◆ **Stated goal**
Give a verbatim repeat of the lines that run from the line containing "Each instance receives one keypoint. Mark the cockpit" to the end of the data below.

◆ **Stored data**
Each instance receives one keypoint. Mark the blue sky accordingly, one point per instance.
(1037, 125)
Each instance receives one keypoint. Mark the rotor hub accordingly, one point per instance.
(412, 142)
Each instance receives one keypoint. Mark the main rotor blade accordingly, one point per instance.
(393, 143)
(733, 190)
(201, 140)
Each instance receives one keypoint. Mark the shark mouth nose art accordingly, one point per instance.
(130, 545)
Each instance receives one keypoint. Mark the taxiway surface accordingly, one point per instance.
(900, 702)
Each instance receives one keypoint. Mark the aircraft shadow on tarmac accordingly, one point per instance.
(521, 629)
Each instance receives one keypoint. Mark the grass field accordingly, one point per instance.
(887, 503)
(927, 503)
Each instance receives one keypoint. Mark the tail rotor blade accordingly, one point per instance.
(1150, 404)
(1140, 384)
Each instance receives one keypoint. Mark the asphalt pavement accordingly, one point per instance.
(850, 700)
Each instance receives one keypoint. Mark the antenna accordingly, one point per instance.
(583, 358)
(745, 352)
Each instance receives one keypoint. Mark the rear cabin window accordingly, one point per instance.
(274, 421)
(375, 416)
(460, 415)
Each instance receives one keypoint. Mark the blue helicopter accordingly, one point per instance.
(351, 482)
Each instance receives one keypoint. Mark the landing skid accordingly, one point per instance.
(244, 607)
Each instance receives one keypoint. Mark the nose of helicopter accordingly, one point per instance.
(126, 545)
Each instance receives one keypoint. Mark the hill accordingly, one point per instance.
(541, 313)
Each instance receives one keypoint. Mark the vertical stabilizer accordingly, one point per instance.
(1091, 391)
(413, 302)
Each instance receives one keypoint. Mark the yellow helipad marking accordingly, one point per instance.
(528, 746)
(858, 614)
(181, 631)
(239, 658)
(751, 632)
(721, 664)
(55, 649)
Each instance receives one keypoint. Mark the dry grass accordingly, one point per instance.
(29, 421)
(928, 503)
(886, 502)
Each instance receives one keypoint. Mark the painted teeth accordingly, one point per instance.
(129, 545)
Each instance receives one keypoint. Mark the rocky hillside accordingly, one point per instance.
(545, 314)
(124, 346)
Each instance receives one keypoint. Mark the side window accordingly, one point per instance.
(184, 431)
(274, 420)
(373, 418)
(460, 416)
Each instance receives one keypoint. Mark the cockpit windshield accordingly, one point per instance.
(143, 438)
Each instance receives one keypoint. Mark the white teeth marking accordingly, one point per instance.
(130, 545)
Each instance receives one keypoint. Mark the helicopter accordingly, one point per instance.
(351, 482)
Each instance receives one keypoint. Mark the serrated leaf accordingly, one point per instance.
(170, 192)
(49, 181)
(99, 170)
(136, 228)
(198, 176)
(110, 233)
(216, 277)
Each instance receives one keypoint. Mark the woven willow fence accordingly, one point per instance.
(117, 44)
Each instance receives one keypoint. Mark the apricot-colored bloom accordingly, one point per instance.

◆ **Finished task**
Each instance receives one keypoint. Mark the cockpit windshield accordingly, one point per instance.
(143, 438)
Each instance receives one keypoint. Mark the white teeth marking accordingly, one point per instance.
(130, 545)
Each instance receives one keypoint. Mark the helicopter accordingly, one point per instance.
(351, 482)
Each instance receives one keypoint. Mark the serrated leaf accordingly, one point per instance.
(170, 192)
(49, 181)
(99, 170)
(136, 228)
(198, 176)
(110, 233)
(216, 277)
Each instance receives one keypoint. Mark the woven willow fence accordingly, one point per instance.
(117, 44)
Each instance receives one keypoint. Mark the apricot-colored bloom accordingly, one point per instance.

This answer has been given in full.